- [INPUT]
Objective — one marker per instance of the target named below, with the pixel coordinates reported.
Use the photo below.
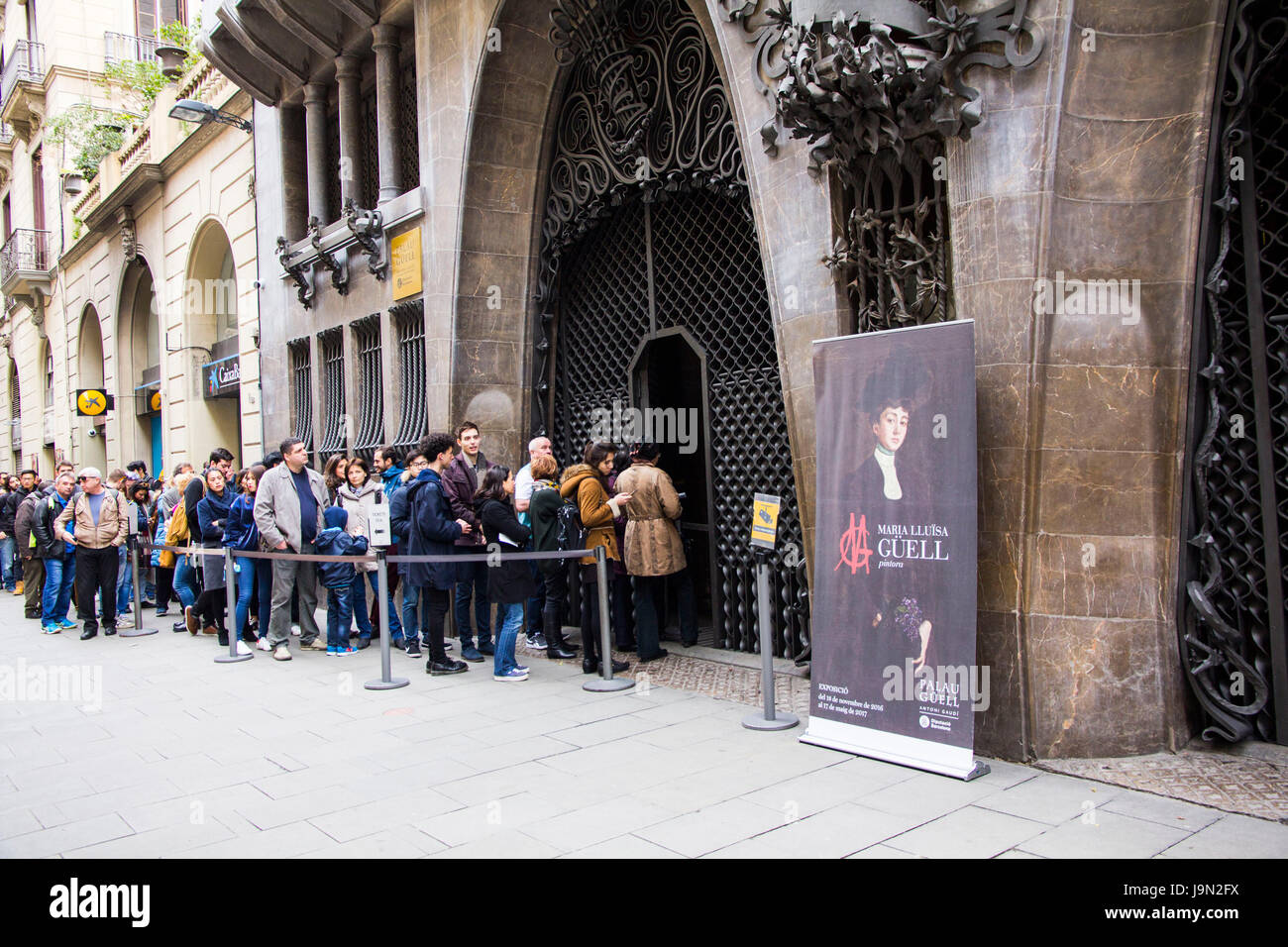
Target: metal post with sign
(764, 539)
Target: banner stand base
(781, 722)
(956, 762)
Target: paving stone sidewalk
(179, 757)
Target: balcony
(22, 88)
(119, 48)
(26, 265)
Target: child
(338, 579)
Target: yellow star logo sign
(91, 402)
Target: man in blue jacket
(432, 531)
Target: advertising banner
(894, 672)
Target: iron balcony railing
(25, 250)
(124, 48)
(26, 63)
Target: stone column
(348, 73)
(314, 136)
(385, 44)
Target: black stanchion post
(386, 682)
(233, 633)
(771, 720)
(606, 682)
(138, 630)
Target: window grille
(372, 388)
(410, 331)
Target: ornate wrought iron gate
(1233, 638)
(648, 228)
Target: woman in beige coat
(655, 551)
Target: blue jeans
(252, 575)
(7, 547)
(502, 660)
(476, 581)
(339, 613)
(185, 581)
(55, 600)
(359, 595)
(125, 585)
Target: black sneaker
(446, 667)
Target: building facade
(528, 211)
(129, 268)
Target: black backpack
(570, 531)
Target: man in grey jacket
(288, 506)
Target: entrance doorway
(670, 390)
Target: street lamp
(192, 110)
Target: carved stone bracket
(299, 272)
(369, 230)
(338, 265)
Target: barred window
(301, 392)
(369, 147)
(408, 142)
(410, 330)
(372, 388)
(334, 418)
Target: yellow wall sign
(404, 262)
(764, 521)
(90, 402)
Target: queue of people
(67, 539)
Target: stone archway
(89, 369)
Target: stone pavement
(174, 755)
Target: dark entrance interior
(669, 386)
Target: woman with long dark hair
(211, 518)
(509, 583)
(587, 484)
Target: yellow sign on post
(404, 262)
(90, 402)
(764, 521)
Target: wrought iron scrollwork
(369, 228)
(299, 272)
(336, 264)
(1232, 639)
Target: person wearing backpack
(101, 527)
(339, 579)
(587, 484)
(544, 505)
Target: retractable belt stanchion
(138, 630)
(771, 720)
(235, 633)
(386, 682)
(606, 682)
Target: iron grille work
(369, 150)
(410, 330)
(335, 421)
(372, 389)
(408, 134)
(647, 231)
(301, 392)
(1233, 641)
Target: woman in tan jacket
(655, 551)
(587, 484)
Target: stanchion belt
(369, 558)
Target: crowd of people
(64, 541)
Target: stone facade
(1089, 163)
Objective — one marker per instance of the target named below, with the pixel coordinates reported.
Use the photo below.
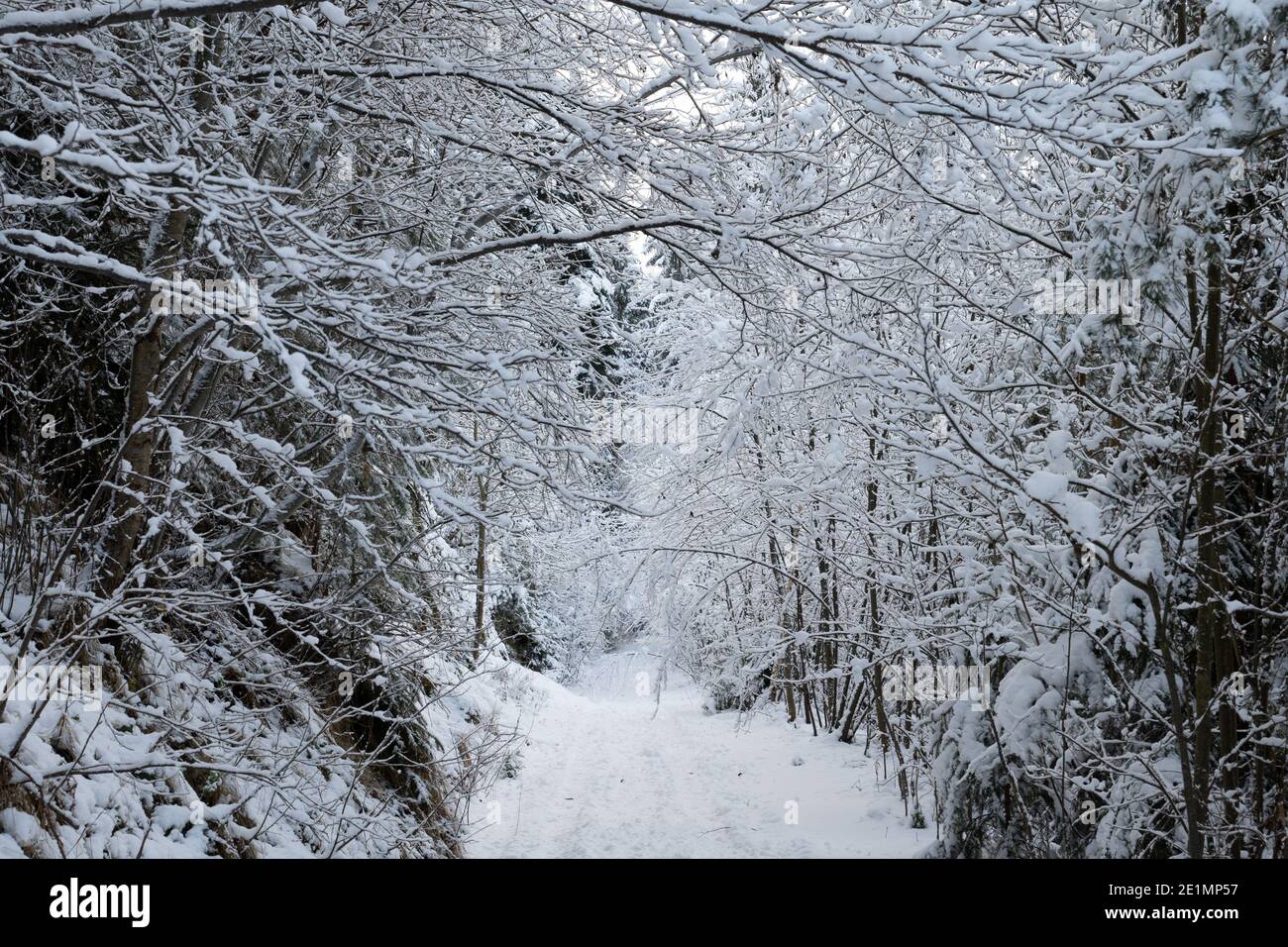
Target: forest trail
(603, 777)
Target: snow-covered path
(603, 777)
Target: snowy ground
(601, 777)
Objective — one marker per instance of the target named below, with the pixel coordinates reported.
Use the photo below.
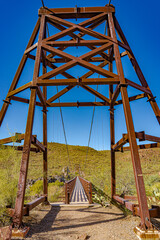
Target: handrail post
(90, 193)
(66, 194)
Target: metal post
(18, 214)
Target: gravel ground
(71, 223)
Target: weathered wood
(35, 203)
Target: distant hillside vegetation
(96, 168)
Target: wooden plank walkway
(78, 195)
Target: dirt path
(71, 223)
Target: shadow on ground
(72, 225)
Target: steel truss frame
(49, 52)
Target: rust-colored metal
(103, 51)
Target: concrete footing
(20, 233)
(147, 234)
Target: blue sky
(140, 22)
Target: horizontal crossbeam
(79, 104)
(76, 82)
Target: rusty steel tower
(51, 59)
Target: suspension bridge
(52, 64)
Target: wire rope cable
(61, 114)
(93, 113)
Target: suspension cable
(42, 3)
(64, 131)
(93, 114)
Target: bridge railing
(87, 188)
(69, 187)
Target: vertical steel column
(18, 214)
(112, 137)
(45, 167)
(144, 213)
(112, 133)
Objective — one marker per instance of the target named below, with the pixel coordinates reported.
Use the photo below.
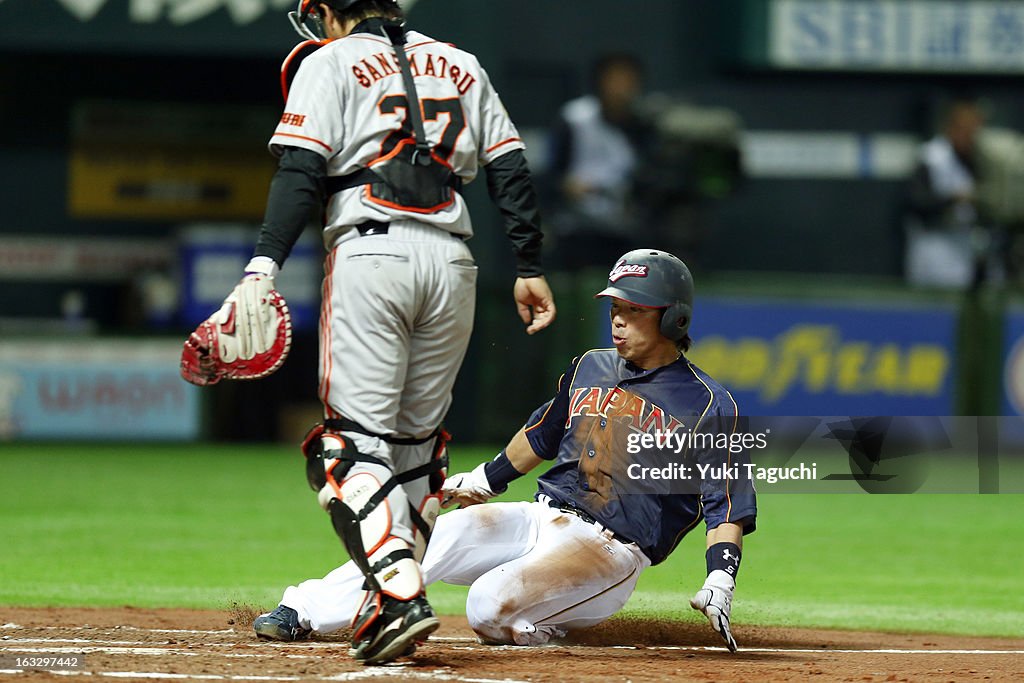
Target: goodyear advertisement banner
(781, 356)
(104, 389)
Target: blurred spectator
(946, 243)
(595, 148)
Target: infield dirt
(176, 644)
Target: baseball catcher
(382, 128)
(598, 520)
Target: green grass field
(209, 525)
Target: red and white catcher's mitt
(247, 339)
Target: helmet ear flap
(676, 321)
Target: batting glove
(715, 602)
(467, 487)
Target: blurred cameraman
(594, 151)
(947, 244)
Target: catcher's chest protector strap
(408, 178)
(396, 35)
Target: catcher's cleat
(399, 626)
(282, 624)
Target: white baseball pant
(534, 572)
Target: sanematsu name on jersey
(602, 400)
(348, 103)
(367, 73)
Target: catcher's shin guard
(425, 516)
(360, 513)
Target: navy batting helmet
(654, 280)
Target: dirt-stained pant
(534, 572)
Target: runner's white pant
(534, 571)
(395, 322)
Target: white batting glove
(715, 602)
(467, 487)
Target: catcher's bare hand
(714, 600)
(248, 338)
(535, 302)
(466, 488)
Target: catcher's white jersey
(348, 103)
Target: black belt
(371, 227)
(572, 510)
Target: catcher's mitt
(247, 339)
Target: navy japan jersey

- [DIRECTIONS]
Return the listing verbatim, pictures excluded.

- [SOLUTION]
Objective — one marker per instance of the target named below, with the pixel coordinates reported.
Use the photo below.
Target: metal post with sign
(764, 539)
Target: banner stand base
(781, 722)
(956, 762)
Target: paving stone sidewalk
(179, 757)
Target: balcony
(22, 88)
(119, 48)
(26, 265)
Target: child
(338, 579)
Target: yellow star logo sign
(91, 402)
Target: man in blue jacket
(432, 531)
Target: advertising banner
(894, 672)
Target: iron balcony railing
(25, 250)
(124, 48)
(26, 63)
Target: stone column
(348, 73)
(314, 136)
(385, 44)
Target: black stanchion post
(386, 682)
(233, 633)
(771, 720)
(606, 682)
(138, 630)
Target: window grille
(372, 388)
(410, 331)
Target: ornate wrought iron gate
(1233, 638)
(648, 228)
Target: woman in beige coat
(655, 551)
Target: blue jeans
(252, 575)
(7, 547)
(502, 660)
(476, 581)
(339, 613)
(185, 581)
(55, 600)
(359, 595)
(125, 585)
Target: black sneaker
(446, 667)
Target: building facade
(528, 211)
(129, 268)
Target: black backpack
(570, 531)
Target: man in grey jacket
(288, 506)
Target: entrance doorway
(670, 390)
Target: street lamp
(192, 110)
Target: carved stone bracket
(299, 272)
(369, 230)
(338, 265)
Target: barred window
(301, 392)
(369, 147)
(408, 142)
(410, 330)
(372, 388)
(334, 418)
Target: yellow wall sign
(404, 262)
(764, 521)
(90, 402)
Target: queue of people
(67, 539)
Target: stone archway
(89, 369)
Target: stone pavement
(174, 755)
Target: dark entrance interior
(669, 386)
Target: woman with long dark hair
(211, 518)
(509, 583)
(587, 484)
Target: yellow sign on post
(404, 262)
(90, 402)
(764, 521)
Target: wrought iron scrollwork
(369, 228)
(299, 272)
(336, 264)
(1232, 639)
Target: person wearing backpack
(101, 527)
(339, 579)
(587, 484)
(544, 505)
Target: retractable belt stanchion
(138, 630)
(771, 720)
(235, 633)
(386, 682)
(606, 682)
Target: iron grille work
(369, 150)
(410, 330)
(335, 421)
(372, 389)
(408, 134)
(647, 231)
(301, 392)
(1233, 641)
Target: woman in tan jacket
(655, 551)
(587, 484)
Target: stanchion belt
(369, 558)
Target: crowd of people
(64, 541)
Target: stone facade
(1089, 163)
Objective — one marker per instance of the target named below, with the pixel coordinates reported.
Use the photo below.
Target: forest trail
(603, 777)
Target: snow-covered path
(603, 777)
Target: snowy ground
(601, 777)
Objective — one marker per instance of the target named below, with the pixel coordinates reported.
Use the photo below.
Target: handrail post
(90, 193)
(66, 194)
Target: metal post
(18, 214)
Target: gravel ground
(71, 223)
Target: weathered wood
(35, 203)
Target: distant hillside vegetation
(96, 168)
Target: wooden plank walkway
(78, 195)
Target: dirt path
(71, 223)
Target: shadow on ground
(72, 225)
Target: steel truss frame
(49, 52)
Target: rust-colored metal
(103, 51)
Target: concrete footing
(20, 233)
(147, 234)
Target: blue sky
(140, 22)
Target: horizontal crossbeam
(79, 104)
(76, 82)
Target: rusty steel tower
(51, 59)
Target: suspension bridge
(52, 64)
Target: wire rope cable
(61, 114)
(93, 113)
Target: suspension cable
(42, 3)
(64, 131)
(93, 114)
Target: bridge railing
(87, 188)
(69, 187)
Target: vertical steel column
(18, 214)
(112, 137)
(45, 167)
(144, 213)
(112, 133)
Objective — one marker per instance of the target named below, with the pixel coordinates reported.
Use the photo below.
Target: goodyear advertisement banner
(781, 356)
(104, 389)
Target: blurred spectator
(946, 243)
(595, 148)
Target: infield dirt
(176, 644)
Target: baseball catcher
(382, 128)
(598, 520)
Target: green grass field
(209, 525)
Target: red and white catcher's mitt
(247, 339)
Target: helmet ear flap
(676, 321)
Target: batting glove
(715, 602)
(467, 487)
Target: blurred cameraman
(594, 151)
(947, 244)
Target: catcher's chest protector strap
(408, 178)
(396, 35)
Target: catcher's cleat
(399, 626)
(282, 624)
Target: white baseball pant
(534, 572)
Target: sanematsu name on jersey
(602, 400)
(348, 103)
(367, 73)
Target: catcher's shin guard
(425, 516)
(360, 513)
Target: navy batting helmet
(654, 280)
Target: dirt-stained pant
(534, 572)
Target: runner's white pant
(534, 571)
(395, 322)
Target: white batting glove
(715, 602)
(467, 487)
Target: catcher's bare hand
(714, 600)
(248, 338)
(535, 302)
(466, 488)
Target: catcher's white jersey
(348, 103)
Target: black belt
(371, 227)
(572, 510)
Target: catcher's mitt
(247, 339)
Target: navy japan jersey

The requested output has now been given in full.